# TRAVAIL À FAIRE
Dans le récit de voyage ci-dessous, recopie tout ce qui va de « Après avoir reçu » jusqu'à « a séduit Méhémet-Ali. » en changeant « couvent » en « monastère ».

# TEXTE CHOISI

Le désert pouvait seul désormais attirer le voyageur, dont le cœur était plein des témoignages de la grandeur humaine. Il revint sur ses pas pour s’y engager. C’est à Minyeh qu’il quitta les bords du Nil. Il lui fallut renoncer au cheval pour le dromadaire, et prendre quelques leçons pour diriger cette nouvelle monture. Les Arabes sont bien les enfans du désert, car le désert les a faits ce qu’ils sont, et ils ont les qualités qui leur permettent de lui résister et d’y vivre. Voyager dans le désert, voilà leur destinée ; le temps n’est rien pour eux, et ils le laissent couler avec une patience inaltérable. Veulent-ils se soustraire à la tyrannie, ils fuient ; un espace infini est la garantie de leur liberté. Aussi il est interdit à l’Arabe de demeurer dans une maison ; il peut mener ses troupeaux sur de verts pâturages, mais il doit toujours poser sa tente sur le sable, afin que, suivant une de leurs paroles, il reste toujours un Arabe de toile et ne devienne jamais un Arabe de pierre. Après six jours de marche dans le désert, le maréchal arriva en vue de la mer Rouge et du mont Sinaï. Mais sur la côte de Ghébel-Ezer, il ne trouva pas le bâtiment sur lequel il comptait. Il résolut de se rendre à Suez, en suivant le bord de la mer. Chemin faisant, il se faisait raconter par les cheiks bedouins l’histoire de leur tribu, qui faisait partie de la nation des Maazes. Il campa en face du mont Sinaï, mont célèbre qui est le point culminant de toute la chaîne de l’Arabie Pétrée, que la mer entoure de trois côtés, et qui servit de tribune à un homme de génie pour promulguer sa loi.

Après avoir reçu l’hospitalité au couvent de Saint-Paul, qui contient trente-cinq moines, dont la moitié sont borgnes, le voyageur atteignit enfin Suez, l’ancienne Arsinoé. Le désert se prolonge jusqu’à la porte même de la ville. Autrefois Suez était le port par où se faisait le commerce de l’Inde. Maintenant la ville est réduite à quelques centaines de familles ou à douze cents habitans à peu près. Le duc de Raguse alla visiter les restes du canal qui liait anciennement la navigation du Nil avec celle de la mer Rouge. Pour rétablir cette communication intérieure, un ingénieur français, M. Lepere, a fait un projet dont l’exécution paraît aisée, et les avantages certains. Le rétablissement de ce canal semble préférable à un chemin de fer du Caire à Suez, dont l’idée a séduit Méhémet-Ali.

Descriptions de régions en langage naturel
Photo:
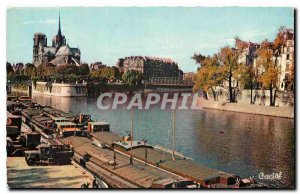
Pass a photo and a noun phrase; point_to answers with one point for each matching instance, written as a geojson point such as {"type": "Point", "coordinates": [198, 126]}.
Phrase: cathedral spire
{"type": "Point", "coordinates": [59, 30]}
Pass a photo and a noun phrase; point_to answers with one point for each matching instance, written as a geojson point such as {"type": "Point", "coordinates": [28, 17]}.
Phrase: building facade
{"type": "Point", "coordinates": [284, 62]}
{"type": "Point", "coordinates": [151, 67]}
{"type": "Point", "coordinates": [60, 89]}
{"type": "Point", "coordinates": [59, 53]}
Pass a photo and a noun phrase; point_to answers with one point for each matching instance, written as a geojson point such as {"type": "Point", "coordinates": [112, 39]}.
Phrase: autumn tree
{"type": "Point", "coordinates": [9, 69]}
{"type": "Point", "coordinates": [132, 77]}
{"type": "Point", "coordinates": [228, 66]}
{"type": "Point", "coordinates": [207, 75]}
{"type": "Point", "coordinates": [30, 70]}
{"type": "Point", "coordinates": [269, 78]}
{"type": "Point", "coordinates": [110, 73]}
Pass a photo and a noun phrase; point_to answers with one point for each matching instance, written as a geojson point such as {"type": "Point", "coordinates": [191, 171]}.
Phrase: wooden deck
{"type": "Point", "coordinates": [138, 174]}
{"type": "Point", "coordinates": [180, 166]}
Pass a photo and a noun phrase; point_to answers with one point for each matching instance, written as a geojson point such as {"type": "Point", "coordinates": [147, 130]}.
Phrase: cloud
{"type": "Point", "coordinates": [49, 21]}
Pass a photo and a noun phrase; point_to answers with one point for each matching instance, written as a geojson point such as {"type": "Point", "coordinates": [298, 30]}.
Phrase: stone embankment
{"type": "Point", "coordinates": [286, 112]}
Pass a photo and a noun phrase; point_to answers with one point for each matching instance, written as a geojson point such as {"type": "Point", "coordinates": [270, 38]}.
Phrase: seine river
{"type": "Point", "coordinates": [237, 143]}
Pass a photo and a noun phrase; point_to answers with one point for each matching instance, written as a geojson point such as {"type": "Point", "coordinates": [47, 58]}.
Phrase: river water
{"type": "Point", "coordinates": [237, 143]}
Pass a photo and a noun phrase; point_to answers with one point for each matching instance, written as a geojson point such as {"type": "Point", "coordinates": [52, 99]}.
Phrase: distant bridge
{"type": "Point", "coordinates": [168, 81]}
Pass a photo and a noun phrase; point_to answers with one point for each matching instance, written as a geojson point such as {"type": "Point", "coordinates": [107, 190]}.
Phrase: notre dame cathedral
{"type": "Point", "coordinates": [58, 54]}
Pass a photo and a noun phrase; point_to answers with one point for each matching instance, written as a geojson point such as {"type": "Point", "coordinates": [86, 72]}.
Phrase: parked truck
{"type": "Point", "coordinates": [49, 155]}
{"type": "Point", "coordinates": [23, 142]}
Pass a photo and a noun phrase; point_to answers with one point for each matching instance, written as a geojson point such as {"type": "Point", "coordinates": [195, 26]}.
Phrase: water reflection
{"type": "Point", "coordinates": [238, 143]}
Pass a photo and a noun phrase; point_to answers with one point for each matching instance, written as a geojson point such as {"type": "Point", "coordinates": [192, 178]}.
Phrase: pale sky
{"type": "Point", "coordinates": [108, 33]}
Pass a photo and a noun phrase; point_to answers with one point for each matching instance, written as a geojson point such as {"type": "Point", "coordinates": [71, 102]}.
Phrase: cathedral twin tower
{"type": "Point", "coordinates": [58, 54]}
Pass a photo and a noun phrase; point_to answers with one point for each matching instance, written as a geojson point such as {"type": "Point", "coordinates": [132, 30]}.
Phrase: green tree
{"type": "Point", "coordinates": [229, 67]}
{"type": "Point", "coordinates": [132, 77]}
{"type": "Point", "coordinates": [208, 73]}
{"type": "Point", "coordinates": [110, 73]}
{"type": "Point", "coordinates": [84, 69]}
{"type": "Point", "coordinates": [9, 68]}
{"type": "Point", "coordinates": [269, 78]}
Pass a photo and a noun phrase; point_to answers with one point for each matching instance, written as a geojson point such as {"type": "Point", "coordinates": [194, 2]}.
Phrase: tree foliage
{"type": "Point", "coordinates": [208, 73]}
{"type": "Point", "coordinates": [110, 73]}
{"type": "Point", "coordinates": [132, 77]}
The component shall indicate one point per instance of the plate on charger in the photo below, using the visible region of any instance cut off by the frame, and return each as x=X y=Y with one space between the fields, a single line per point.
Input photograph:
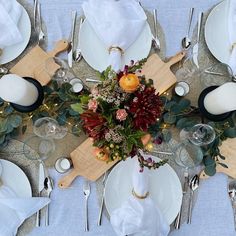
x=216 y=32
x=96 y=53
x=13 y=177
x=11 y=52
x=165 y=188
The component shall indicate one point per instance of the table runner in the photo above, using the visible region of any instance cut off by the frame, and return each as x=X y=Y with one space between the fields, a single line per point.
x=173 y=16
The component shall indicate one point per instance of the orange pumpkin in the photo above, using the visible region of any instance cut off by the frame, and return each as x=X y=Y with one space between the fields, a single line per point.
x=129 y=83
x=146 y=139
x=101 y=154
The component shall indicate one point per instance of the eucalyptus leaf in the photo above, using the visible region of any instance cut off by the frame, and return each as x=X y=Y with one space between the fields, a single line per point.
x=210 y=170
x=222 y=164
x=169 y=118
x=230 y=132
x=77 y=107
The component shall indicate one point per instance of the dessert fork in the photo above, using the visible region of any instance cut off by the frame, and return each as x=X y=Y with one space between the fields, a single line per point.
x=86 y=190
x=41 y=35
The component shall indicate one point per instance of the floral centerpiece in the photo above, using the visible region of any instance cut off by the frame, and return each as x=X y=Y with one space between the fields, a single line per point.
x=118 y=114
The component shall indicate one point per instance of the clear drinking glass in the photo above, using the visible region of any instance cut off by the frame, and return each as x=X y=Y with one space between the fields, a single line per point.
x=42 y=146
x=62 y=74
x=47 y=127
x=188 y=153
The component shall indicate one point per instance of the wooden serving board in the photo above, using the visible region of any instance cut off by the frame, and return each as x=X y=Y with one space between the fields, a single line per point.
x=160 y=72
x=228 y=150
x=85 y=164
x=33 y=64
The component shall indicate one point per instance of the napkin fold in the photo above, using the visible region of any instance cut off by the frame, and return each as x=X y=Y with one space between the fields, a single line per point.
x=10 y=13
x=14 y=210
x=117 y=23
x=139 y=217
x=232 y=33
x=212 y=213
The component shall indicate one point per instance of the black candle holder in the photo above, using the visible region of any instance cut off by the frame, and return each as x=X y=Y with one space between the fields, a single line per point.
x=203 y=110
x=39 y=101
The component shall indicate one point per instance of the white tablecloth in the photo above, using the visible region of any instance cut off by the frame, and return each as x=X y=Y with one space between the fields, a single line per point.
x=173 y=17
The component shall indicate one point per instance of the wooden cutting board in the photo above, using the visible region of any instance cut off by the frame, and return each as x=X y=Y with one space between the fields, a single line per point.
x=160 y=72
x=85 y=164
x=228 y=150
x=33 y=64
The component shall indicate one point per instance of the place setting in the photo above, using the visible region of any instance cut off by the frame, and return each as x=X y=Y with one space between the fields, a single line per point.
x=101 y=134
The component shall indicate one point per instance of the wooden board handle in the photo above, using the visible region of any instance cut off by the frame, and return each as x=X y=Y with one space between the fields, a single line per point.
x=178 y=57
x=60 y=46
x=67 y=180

# RÉSULTAT OBTENU
Après avoir reçu l’hospitalité au monastère de Saint-Paul, qui contient trente-cinq moines, dont la moitié sont borgnes, le voyageur atteignit enfin Suez, l’ancienne Arsinoé. Le désert se prolonge jusqu’à la porte même de la ville. Autrefois Suez était le port par où se faisait le commerce de l’Inde. Maintenant la ville est réduite à quelques centaines de familles ou à douze cents habitans à peu près. Le duc de Raguse alla visiter les restes du canal qui liait anciennement la navigation du Nil avec celle de la mer Rouge. Pour rétablir cette communication intérieure, un ingénieur français, M. Lepere, a fait un projet dont l’exécution paraît aisée, et les avantages certains. Le rétablissement de ce canal semble préférable à un chemin de fer du Caire à Suez, dont l’idée a séduit Méhémet-Ali.